Coordinate annotation entries
========================================
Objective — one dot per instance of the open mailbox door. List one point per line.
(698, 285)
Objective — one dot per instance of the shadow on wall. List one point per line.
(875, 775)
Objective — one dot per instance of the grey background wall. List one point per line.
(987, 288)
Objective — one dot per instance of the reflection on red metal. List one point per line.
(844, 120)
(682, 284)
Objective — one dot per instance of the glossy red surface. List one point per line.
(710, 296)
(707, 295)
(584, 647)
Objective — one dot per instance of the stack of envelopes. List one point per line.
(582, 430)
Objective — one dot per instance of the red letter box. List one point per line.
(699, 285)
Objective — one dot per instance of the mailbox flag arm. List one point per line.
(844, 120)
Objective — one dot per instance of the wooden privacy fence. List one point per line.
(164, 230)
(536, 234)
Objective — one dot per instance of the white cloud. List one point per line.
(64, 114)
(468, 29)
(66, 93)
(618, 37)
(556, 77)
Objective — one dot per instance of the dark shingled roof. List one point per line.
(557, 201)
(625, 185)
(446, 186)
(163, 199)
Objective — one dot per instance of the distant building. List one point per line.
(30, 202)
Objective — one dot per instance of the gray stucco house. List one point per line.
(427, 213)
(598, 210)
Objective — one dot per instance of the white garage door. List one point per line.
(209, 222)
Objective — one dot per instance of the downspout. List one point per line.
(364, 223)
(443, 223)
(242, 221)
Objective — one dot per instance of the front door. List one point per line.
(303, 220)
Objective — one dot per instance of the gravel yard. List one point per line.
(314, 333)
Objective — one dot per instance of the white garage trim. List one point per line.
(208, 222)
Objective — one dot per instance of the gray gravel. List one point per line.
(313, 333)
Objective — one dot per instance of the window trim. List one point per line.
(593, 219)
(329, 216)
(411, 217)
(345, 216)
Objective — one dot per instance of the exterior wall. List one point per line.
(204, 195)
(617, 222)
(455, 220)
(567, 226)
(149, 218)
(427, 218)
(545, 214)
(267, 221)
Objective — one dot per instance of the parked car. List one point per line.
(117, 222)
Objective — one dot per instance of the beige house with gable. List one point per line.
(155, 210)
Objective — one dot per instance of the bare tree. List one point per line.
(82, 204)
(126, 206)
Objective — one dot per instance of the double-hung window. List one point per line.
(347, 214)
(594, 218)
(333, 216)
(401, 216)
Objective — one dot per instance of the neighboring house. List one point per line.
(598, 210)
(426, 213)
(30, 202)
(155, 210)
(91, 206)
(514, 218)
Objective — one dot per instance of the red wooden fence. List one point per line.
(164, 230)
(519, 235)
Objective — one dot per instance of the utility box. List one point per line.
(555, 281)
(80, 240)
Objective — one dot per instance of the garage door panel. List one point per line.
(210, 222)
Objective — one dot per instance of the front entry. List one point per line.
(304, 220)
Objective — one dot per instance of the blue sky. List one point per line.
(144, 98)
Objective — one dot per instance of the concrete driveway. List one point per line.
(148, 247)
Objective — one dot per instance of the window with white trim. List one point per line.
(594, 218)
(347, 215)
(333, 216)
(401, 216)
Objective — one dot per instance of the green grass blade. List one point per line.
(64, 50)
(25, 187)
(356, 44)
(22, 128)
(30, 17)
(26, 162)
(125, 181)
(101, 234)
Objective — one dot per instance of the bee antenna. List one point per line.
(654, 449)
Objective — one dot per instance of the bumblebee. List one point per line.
========================================
- **Directive**
Reproduce the full listing above, character for character.

- **Exercise result**
Objective — one dot per instance of the open mailbox door. List one point per line.
(698, 285)
Objective — one dot per instance of the shadow on wall. List one point per line.
(875, 775)
Objective — one dot per instance of the grey background wall. List one point per line.
(987, 288)
Objective — one dot per instance of the reflection on red metal. List one point per line.
(844, 120)
(682, 284)
Objective — one dot per instance of the glossy red surface. List one point per line.
(710, 296)
(707, 295)
(584, 647)
Objective — one dot per instance of the stack of envelopes. List one point per line.
(582, 430)
Objective — one dot per instance of the red letter box. List one point per line.
(699, 285)
Objective — one dot per instance of the mailbox flag arm. List one point per line.
(844, 120)
Objective — one dot per instance of the wooden privacy fence. List one point per line.
(164, 230)
(536, 234)
Objective — one dot per instance of the white cloud. List one point per line.
(64, 114)
(468, 29)
(66, 93)
(618, 37)
(556, 77)
Objective — one dot per instance of the dark shingled roof. List one point per line.
(557, 201)
(625, 185)
(446, 186)
(163, 199)
Objective — one dot per instance of the distant building. List one point per line.
(30, 202)
Objective — one dot per instance of the gray stucco house. List one point per line.
(427, 213)
(598, 210)
Objective — one dot per instance of the white garage door. List one point per line.
(209, 222)
Objective — one dot per instance of the downspout. List one point per line.
(364, 223)
(443, 223)
(242, 221)
Objective — one dot per instance of the front door. List one point per line.
(303, 220)
Objective — one dot per instance of the gravel yard. List one point per line.
(314, 333)
Objective — one dot per instance of the white garage trim. List one point per line.
(208, 222)
Objective — one dot per instance of the gray gravel. List one point per line.
(313, 333)
Objective — one dot per instance of the window trim. List one point per line.
(593, 219)
(329, 216)
(411, 217)
(345, 216)
Objective — one dot per instance of the exterior wall. List one point per line.
(204, 195)
(617, 222)
(455, 220)
(567, 226)
(149, 218)
(427, 218)
(545, 214)
(267, 221)
Objective — one dot per instance of the parked car. List one point per line.
(117, 222)
Objective — one dot per instance of the beige house with gable. List one point per line.
(155, 210)
Objective — one dot per instance of the bare tree. List one point per line.
(82, 204)
(126, 206)
Objective — one dot per instance of the double-hung window. List one point per line.
(347, 214)
(594, 218)
(333, 216)
(401, 216)
Objective — one dot per instance of the neighboring house. List one point per line.
(598, 210)
(426, 213)
(30, 202)
(155, 210)
(91, 206)
(514, 218)
Objective — one dot per instance of the red wooden fence. List one point per line.
(164, 230)
(519, 235)
Objective — one dot per instance of the utility box. List one point per line.
(555, 281)
(80, 240)
Objective — one dot per instance of the garage door panel. List one point per line.
(210, 222)
Objective — one dot per instance of the front entry. List one point per line.
(304, 220)
Objective — one dot per instance of the blue sky. List one point per line.
(144, 98)
Objective — one dot per instance of the concrete driveway. List one point per line.
(148, 247)
Objective — one dot per instance of the window with white trim. List one point per line.
(594, 218)
(347, 215)
(333, 216)
(401, 216)
Objective — one dot per instance of the green grass blade. List one point per line.
(64, 50)
(25, 187)
(356, 44)
(22, 128)
(30, 17)
(26, 162)
(125, 181)
(101, 234)
Objective — one dot per instance of the bee antenna. List one point per line.
(654, 449)
Objective — one dot per instance of the bumblebee. List one point per line.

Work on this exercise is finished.